--- Input data Enclosed Below ---

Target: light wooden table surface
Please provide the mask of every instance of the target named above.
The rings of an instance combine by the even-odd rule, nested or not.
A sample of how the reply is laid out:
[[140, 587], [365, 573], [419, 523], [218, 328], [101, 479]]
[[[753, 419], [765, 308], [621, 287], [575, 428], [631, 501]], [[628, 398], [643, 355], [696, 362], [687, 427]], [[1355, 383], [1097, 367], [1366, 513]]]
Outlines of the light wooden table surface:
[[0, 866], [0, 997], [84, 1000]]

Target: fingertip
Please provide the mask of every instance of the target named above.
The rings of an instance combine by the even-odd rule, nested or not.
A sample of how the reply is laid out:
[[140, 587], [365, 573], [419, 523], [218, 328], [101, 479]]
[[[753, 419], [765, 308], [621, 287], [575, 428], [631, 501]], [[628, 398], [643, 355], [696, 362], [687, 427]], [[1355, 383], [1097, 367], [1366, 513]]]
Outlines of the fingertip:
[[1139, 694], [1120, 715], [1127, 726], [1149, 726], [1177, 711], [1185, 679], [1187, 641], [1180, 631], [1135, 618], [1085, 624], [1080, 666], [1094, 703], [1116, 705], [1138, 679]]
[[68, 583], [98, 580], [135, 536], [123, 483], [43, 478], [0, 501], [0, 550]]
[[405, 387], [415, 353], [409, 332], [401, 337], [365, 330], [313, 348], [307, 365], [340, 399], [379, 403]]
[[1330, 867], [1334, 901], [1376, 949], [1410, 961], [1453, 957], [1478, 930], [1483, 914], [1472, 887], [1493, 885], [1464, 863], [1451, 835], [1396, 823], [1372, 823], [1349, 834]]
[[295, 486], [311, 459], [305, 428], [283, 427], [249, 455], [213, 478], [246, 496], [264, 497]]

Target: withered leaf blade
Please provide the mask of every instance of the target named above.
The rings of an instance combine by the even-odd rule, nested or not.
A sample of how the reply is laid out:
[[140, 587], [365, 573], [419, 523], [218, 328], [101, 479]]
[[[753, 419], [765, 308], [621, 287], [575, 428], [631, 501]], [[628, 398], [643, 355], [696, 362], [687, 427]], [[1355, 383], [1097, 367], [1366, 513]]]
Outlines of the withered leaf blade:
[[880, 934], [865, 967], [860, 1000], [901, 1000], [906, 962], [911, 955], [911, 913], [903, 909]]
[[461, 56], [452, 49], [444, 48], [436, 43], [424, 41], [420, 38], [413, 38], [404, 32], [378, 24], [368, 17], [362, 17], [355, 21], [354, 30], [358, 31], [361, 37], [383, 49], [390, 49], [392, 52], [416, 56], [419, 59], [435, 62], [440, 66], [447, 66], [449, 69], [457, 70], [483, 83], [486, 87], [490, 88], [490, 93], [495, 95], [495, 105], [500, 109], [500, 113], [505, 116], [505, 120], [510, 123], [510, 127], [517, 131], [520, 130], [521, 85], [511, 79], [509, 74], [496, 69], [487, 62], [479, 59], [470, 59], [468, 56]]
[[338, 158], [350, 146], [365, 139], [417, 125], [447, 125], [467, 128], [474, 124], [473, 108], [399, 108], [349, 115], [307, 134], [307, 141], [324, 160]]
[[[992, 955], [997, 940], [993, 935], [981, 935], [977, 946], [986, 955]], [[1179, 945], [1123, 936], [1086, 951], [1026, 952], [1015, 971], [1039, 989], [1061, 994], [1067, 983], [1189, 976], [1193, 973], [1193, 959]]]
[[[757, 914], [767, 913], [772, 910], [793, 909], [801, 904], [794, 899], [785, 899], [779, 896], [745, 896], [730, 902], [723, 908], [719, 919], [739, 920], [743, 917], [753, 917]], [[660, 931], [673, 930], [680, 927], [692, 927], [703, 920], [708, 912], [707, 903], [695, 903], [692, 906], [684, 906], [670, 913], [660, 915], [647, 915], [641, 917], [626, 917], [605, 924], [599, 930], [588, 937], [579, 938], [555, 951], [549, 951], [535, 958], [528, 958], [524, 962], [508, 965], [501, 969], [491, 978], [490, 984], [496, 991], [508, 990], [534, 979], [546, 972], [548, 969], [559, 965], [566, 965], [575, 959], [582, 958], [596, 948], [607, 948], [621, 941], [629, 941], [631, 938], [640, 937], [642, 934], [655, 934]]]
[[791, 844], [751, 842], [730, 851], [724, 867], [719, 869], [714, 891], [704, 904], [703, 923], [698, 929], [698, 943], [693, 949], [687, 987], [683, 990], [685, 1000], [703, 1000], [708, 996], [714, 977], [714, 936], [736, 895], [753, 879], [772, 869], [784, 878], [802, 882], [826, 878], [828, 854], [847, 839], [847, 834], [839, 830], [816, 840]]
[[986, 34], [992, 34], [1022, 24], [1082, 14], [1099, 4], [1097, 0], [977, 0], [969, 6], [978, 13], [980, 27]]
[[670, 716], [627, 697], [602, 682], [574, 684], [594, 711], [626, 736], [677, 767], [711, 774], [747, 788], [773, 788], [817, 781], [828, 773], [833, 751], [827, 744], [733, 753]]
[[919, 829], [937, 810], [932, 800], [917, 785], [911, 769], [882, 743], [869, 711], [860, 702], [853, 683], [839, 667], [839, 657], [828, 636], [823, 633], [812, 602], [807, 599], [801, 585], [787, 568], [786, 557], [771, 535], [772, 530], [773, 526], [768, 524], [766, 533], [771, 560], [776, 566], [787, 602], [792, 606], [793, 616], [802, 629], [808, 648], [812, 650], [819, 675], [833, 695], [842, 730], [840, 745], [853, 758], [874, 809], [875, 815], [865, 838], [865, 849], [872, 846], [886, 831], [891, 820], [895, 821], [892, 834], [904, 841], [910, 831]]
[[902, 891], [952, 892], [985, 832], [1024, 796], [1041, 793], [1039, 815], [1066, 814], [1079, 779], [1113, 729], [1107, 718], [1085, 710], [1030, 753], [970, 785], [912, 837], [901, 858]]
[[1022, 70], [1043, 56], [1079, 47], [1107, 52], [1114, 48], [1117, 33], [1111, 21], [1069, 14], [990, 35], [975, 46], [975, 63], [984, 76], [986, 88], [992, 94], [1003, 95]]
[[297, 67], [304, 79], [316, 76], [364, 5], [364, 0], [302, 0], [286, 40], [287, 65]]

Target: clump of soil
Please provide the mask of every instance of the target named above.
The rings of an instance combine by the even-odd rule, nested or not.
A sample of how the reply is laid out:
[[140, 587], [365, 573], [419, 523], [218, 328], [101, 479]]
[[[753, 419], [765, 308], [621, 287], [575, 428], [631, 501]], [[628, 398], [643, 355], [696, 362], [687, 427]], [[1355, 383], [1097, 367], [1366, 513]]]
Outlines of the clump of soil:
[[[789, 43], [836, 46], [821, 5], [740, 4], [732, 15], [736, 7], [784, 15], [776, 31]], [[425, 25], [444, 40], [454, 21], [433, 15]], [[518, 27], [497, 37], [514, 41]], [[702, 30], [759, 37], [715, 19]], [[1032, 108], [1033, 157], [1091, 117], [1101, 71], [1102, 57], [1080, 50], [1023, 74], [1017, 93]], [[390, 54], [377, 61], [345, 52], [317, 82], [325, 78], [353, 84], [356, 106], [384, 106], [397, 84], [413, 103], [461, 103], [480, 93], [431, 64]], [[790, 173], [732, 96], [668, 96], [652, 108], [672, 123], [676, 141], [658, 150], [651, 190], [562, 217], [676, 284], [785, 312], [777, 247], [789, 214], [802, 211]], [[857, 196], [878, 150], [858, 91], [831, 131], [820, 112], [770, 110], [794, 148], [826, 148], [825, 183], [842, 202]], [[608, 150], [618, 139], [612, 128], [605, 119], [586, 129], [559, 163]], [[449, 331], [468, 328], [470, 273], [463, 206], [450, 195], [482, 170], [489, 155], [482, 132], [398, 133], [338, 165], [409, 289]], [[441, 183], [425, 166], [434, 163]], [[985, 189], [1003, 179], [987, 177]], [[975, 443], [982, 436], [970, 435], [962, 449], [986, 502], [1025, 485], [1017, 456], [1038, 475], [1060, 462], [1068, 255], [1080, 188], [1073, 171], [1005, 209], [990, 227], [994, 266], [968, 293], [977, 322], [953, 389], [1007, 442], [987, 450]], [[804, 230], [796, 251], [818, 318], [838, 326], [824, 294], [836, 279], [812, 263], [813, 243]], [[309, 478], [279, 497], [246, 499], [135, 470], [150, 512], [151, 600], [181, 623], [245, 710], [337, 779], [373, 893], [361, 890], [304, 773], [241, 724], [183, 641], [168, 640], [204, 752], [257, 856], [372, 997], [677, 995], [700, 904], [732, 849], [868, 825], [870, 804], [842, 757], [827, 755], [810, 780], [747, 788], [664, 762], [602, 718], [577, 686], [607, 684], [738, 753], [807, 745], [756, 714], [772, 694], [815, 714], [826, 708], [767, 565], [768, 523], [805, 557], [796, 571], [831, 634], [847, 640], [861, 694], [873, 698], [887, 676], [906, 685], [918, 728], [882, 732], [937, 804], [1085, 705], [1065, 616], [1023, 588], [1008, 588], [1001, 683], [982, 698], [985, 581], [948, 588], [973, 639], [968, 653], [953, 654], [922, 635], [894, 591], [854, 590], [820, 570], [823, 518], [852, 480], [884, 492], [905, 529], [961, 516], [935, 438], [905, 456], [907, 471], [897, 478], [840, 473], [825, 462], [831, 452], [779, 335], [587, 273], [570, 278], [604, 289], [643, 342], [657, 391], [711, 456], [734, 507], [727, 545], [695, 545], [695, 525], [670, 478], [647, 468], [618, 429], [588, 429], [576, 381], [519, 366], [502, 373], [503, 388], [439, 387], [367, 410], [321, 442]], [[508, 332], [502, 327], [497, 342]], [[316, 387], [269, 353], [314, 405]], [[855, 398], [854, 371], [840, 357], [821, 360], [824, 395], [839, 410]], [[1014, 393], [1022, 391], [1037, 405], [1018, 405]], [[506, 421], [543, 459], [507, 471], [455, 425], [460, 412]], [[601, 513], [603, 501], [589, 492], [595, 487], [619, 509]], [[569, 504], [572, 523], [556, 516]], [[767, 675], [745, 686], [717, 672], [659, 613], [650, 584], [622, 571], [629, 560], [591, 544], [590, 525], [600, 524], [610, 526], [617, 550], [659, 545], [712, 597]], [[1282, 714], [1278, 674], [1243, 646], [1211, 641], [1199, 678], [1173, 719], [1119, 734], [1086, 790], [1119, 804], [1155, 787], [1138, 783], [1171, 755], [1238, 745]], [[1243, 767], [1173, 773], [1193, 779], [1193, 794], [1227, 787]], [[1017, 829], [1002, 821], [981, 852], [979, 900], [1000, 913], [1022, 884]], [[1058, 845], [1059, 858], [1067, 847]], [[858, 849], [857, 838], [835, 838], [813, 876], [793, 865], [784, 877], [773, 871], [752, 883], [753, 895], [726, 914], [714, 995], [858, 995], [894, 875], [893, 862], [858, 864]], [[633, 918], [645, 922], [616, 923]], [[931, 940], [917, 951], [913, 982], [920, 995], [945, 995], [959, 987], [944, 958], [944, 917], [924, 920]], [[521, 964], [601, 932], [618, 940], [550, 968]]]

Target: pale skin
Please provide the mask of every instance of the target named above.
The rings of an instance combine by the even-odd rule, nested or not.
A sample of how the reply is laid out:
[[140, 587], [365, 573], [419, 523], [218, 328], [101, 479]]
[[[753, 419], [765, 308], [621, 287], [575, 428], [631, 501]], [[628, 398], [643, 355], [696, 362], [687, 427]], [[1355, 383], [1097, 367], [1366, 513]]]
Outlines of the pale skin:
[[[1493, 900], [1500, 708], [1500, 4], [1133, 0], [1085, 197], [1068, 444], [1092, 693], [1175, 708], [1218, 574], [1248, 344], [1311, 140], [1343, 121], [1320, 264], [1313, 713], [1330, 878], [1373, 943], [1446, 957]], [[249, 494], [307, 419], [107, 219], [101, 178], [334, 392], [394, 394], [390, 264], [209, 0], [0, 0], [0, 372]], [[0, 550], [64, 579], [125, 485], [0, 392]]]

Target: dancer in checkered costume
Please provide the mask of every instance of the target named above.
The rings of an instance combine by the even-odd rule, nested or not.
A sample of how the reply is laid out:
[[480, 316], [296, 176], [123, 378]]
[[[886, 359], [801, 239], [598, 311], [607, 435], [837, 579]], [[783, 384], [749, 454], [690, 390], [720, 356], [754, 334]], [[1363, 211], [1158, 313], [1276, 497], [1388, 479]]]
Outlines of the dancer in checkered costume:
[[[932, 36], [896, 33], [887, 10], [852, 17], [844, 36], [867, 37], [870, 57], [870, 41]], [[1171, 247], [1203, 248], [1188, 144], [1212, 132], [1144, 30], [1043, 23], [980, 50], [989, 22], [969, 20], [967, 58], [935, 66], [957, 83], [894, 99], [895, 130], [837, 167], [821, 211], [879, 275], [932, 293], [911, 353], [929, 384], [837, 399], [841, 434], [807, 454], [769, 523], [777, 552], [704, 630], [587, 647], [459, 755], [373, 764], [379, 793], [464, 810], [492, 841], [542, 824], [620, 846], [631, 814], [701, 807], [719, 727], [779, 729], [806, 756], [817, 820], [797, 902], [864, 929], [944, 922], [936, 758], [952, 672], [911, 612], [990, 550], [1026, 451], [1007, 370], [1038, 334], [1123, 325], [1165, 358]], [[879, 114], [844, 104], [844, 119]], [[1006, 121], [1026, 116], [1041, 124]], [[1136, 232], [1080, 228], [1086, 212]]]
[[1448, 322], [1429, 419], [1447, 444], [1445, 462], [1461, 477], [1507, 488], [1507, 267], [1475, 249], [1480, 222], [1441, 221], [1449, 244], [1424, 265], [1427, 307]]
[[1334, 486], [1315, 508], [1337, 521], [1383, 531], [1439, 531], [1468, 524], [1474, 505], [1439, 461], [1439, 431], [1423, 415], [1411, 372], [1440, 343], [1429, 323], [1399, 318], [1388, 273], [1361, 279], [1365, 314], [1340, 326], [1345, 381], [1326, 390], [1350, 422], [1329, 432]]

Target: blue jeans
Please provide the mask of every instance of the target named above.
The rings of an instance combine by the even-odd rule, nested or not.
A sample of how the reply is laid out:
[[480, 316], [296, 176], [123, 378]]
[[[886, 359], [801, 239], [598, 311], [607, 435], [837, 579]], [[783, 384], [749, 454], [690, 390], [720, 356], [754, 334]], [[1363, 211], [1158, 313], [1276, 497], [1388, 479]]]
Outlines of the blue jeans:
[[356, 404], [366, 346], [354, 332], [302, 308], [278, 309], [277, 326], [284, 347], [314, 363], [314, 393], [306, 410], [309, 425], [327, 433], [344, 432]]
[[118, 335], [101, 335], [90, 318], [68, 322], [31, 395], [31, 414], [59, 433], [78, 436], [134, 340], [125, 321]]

--- End of Enclosed Input data ---

* Problem:
Reproduce the records above exactly, from the first line through the line containing "Target: withered leaf blade", and output nothing else.

* Task response:
Target: light wooden table surface
Please provide the mask of every instance of the target named above.
The rings of an instance combine by the even-odd rule, nested or not.
A sample of how the reply is laid out:
[[140, 587], [365, 573], [419, 523], [218, 328], [101, 479]]
[[[753, 419], [765, 308], [621, 287], [575, 428], [631, 501]], [[628, 398], [643, 355], [696, 362], [687, 427]], [[1355, 383], [1097, 367], [1366, 513]]]
Outlines of the light wooden table surface:
[[0, 866], [0, 997], [84, 1000]]

Target: fingertip
Please provide the mask of every instance of the target named above.
The rings of an instance combine by the even-odd rule, nested or not.
A sample of how the reply is laid out:
[[140, 587], [365, 573], [419, 523], [218, 328], [101, 479]]
[[[753, 419], [765, 308], [621, 287], [575, 428], [631, 501]], [[628, 398], [643, 355], [696, 362], [687, 427]], [[1355, 383], [1097, 367], [1366, 513]]]
Outlines of the fingertip:
[[1139, 694], [1120, 715], [1127, 726], [1149, 726], [1177, 711], [1185, 679], [1187, 641], [1180, 631], [1135, 618], [1085, 624], [1080, 666], [1094, 703], [1116, 705], [1138, 679]]
[[68, 583], [98, 580], [135, 536], [123, 483], [43, 478], [0, 501], [0, 550]]
[[405, 387], [415, 353], [409, 332], [401, 337], [365, 330], [313, 348], [307, 365], [340, 399], [379, 403]]
[[1330, 867], [1334, 901], [1376, 949], [1410, 961], [1453, 957], [1478, 930], [1483, 914], [1472, 887], [1493, 885], [1464, 863], [1451, 835], [1396, 823], [1372, 823], [1349, 834]]
[[295, 486], [311, 459], [305, 428], [283, 427], [249, 455], [213, 478], [246, 496], [264, 497]]

Target: withered leaf blade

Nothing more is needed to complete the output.